Instruction => Reproduce the lines from the one containing "Indicate the floral" through the last of the lines below, keeping the requests as they are. Multiply every coordinate in the answers by 1.75 and round each result to a whole number, with halves rounded up.
Records to process start
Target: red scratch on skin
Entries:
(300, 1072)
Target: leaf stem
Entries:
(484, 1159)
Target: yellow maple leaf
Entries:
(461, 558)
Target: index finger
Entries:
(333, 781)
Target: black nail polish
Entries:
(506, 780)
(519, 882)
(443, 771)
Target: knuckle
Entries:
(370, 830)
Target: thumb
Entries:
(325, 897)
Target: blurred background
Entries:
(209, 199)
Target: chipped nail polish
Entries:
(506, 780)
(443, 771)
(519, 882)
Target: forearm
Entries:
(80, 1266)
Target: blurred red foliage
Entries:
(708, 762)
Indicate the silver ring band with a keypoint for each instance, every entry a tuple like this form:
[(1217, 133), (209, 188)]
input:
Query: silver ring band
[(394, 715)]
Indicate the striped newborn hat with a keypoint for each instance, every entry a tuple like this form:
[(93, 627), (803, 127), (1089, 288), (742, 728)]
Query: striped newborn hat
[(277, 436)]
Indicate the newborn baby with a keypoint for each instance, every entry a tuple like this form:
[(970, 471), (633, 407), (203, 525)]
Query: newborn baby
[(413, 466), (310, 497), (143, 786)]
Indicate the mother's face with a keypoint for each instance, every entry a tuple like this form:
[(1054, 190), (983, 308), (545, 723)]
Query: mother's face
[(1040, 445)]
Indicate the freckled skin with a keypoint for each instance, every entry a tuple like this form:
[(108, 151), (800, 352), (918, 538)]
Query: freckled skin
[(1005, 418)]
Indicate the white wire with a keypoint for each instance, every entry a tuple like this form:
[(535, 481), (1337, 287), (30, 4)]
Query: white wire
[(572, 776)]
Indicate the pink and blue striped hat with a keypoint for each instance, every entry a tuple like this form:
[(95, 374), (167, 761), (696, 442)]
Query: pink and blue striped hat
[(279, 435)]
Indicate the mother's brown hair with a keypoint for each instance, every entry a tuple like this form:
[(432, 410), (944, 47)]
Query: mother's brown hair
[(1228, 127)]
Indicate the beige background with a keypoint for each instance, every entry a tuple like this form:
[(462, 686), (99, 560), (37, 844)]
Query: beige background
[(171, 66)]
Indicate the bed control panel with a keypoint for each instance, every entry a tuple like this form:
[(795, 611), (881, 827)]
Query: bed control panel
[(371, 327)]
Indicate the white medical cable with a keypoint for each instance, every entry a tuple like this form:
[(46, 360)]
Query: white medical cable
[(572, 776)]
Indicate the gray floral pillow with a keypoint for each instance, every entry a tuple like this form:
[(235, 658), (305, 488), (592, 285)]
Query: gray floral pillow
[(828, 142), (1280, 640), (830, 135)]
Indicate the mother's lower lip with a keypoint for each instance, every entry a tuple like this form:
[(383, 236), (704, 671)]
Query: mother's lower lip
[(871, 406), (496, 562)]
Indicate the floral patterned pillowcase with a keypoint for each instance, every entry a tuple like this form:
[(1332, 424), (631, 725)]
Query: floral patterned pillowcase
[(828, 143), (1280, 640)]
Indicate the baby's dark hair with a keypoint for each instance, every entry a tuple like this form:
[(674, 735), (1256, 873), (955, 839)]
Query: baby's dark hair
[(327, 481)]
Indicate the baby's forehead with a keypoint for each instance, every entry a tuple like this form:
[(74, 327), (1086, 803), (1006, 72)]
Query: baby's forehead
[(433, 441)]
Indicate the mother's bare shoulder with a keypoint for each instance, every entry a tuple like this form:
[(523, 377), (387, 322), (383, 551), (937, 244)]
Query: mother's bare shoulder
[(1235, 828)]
Records to process end
Response to the task =>
Indicate the floral patterned pillowcase with a keypoint for each instance, every entry a tuple like this form:
[(1332, 424), (631, 725)]
Query: floral patterned pillowcase
[(1449, 250), (2240, 1120)]
Indicate the baby's dark hair with a keypoint for each instance, every entry a tuple like this form:
[(674, 735), (1256, 873), (955, 839)]
Query: baby's dark hair
[(572, 842)]
Indicate the baby's forehead with a keypoint for each instance, every entry a tuple like this form:
[(74, 327), (1086, 803), (1006, 72)]
Query: baby's forehead
[(758, 772)]
Indicate the mother's bare shoulder with a keypoint for each instance, every entry a tuple like this form:
[(523, 377), (387, 322), (383, 551), (937, 244)]
Query: mother's bare shoulder
[(2161, 1449)]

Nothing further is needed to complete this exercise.